Your goal:
Gather every line in the listing below that contains the word "black" and copy each one out in full.
• • • • • • •
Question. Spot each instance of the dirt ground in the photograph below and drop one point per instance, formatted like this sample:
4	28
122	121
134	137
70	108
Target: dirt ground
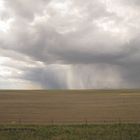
77	106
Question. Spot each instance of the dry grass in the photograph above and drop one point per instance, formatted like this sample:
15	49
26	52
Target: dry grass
87	106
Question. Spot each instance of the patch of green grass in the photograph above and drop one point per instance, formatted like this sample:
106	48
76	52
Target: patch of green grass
71	132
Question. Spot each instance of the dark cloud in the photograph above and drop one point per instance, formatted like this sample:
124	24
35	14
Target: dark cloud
71	44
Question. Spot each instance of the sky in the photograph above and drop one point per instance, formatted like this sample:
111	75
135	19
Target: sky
69	44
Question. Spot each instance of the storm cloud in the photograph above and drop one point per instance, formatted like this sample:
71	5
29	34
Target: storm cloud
73	44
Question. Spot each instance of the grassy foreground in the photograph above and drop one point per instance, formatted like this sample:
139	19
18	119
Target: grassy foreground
71	132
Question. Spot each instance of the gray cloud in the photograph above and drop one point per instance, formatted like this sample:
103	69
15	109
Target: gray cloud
70	44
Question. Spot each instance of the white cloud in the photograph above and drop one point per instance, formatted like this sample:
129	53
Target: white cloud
70	44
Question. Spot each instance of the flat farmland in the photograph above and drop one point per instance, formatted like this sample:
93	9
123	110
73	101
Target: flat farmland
69	107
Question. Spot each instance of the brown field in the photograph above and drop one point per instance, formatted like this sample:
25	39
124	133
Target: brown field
87	106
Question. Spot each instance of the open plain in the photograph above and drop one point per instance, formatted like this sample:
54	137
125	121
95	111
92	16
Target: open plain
69	107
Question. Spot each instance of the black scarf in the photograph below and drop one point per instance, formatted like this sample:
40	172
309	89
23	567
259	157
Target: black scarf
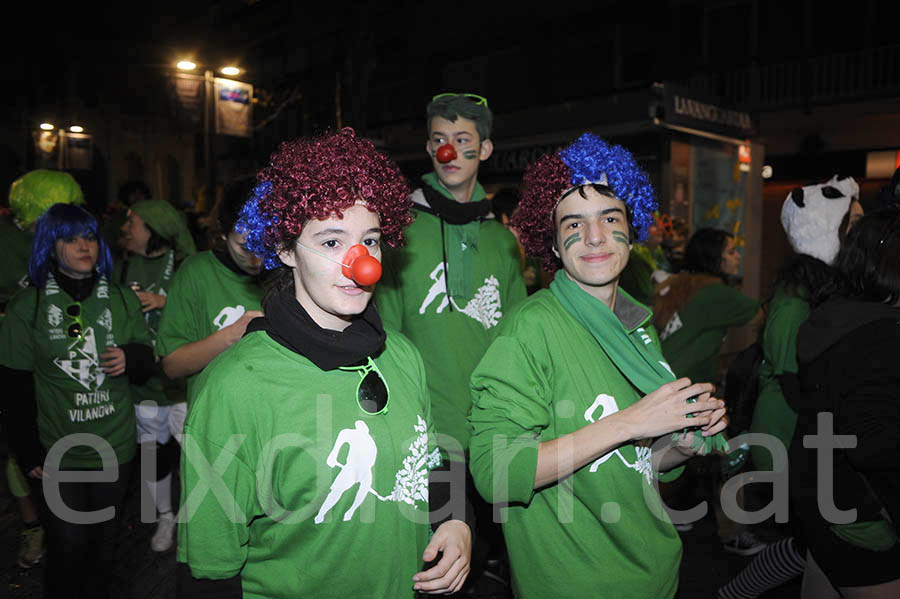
289	324
451	211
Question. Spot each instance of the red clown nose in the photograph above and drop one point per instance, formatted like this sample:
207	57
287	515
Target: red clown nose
360	266
446	153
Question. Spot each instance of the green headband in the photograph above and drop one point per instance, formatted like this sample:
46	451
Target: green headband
169	223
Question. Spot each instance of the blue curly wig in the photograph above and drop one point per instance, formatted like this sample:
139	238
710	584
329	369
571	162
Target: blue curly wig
59	222
253	222
586	160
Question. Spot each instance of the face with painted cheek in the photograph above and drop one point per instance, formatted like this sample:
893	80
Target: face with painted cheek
470	150
330	298
592	238
134	234
731	258
249	262
77	256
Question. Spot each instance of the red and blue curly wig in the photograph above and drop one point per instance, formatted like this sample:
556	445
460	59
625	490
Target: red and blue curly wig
315	178
587	160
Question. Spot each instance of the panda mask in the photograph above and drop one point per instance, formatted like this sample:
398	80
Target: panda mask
811	216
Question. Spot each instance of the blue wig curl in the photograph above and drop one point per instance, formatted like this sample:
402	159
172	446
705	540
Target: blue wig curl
252	224
59	222
592	160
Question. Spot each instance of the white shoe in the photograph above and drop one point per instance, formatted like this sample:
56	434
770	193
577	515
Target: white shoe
164	537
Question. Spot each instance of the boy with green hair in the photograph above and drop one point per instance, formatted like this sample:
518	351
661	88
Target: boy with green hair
459	273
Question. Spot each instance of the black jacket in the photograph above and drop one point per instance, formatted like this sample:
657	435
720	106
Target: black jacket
849	355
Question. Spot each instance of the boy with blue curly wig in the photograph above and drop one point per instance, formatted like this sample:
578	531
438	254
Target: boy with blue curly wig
573	392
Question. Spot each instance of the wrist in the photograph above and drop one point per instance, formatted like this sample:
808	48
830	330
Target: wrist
620	428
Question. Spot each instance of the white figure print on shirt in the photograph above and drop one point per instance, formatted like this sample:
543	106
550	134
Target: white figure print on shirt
228	315
82	362
357	469
410	481
608	406
483	307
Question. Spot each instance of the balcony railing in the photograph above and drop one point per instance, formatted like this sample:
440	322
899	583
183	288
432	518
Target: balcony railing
838	77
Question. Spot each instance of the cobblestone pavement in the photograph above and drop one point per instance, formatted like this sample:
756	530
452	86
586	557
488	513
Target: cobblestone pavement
143	574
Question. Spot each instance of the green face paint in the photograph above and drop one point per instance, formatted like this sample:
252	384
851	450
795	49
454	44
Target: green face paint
571	240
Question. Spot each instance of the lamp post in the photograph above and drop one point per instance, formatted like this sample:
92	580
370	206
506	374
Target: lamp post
209	128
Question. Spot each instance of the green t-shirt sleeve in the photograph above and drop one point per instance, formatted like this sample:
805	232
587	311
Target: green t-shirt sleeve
510	409
179	323
388	298
218	478
724	306
17	333
215	535
515	287
780	334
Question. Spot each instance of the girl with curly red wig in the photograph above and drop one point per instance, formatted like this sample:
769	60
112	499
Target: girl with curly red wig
319	372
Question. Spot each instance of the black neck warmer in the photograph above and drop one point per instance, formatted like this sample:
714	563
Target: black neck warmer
288	323
451	211
79	289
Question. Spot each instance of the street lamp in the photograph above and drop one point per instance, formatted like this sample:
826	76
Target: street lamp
209	125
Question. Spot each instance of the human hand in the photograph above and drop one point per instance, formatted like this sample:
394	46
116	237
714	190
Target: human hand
151	301
237	329
112	361
718	422
452	539
666	410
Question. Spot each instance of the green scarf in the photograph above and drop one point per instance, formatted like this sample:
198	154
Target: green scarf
640	362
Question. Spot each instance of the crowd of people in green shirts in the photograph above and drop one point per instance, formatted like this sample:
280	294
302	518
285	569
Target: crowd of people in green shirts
365	398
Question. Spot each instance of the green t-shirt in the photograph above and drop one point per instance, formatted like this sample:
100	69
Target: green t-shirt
772	414
73	393
154	275
15	247
636	279
692	339
412	298
322	500
205	297
594	533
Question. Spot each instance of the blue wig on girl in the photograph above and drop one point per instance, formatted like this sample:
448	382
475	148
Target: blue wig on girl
62	221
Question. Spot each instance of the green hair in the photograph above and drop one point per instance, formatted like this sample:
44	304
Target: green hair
453	107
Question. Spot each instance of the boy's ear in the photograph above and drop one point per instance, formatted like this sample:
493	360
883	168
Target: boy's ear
487	147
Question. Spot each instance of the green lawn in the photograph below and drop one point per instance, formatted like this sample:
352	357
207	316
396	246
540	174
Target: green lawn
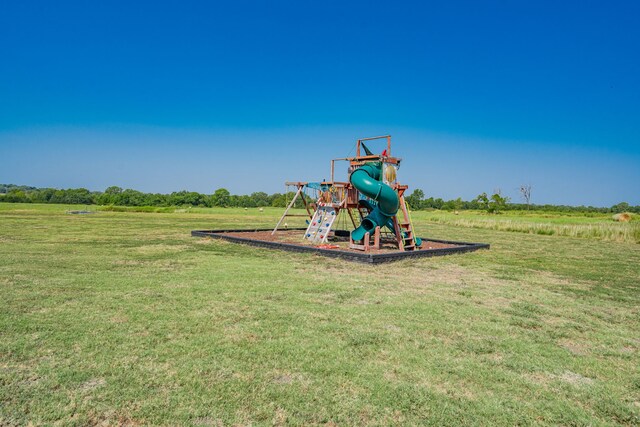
• • • • • • •
Finished exercise:
Question. Spot each instance of the black scarf in the photograph below and drop one point per instance, formatted like this sample:
Target: black scarf
Question. Spot each instance of the black jacket in the photograph above and drop one point per instance, formatted like this sample:
Target: black jacket
Question. Spot each instance of the black neck warmer in the photograph above and drop one point per instance, formatted like this sample:
Target: black neck warmer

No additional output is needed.